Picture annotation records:

********

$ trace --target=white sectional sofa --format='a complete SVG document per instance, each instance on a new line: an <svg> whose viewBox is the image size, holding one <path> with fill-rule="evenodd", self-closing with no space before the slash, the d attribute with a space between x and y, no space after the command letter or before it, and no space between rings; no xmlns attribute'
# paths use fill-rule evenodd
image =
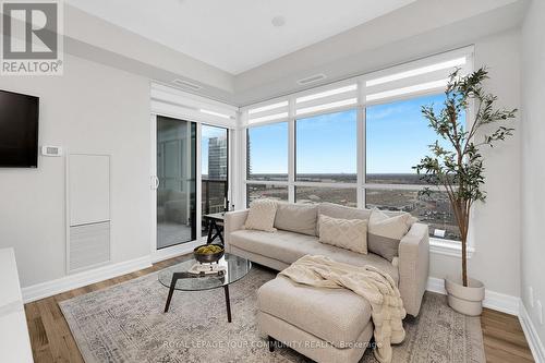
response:
<svg viewBox="0 0 545 363"><path fill-rule="evenodd" d="M225 220L226 250L276 270L284 269L306 254L324 255L356 266L373 265L390 274L398 282L407 313L416 316L428 276L427 226L413 223L399 243L398 258L389 262L372 252L364 255L318 242L317 217L320 214L335 218L368 219L371 210L330 203L291 204L278 208L276 232L245 230L247 210L230 211Z"/></svg>
<svg viewBox="0 0 545 363"><path fill-rule="evenodd" d="M414 222L399 241L397 256L389 261L372 251L360 254L318 241L319 215L368 219L368 209L329 203L279 204L275 232L244 229L247 214L247 210L226 214L227 252L277 270L307 254L325 255L355 266L373 265L398 283L407 313L419 314L428 275L426 225ZM257 303L261 332L269 341L281 341L316 362L355 363L373 337L370 303L349 290L318 289L278 276L259 288Z"/></svg>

********

Return the lines above unchanged, beginning with the very first line and stopping after the line that contains "220L226 250L276 270L284". Leave the pictures out.

$ trace --target=white sectional sofa --format='a complete SVG document per instance, each instance on a new line: an <svg> whose viewBox is the image size, holding one <path> with fill-rule="evenodd", self-closing with no space before the slash, the d attribute with a space between x and y, no space after the command letter or before it, and no space between rings; no xmlns attribute'
# paths use fill-rule evenodd
image =
response:
<svg viewBox="0 0 545 363"><path fill-rule="evenodd" d="M225 220L226 250L276 270L284 269L306 254L324 255L356 266L373 265L390 274L398 282L407 313L416 316L428 276L427 226L413 223L399 243L398 258L389 262L372 252L364 255L318 242L317 217L320 214L335 218L368 219L371 210L330 203L291 204L278 208L276 232L245 230L247 210L230 211Z"/></svg>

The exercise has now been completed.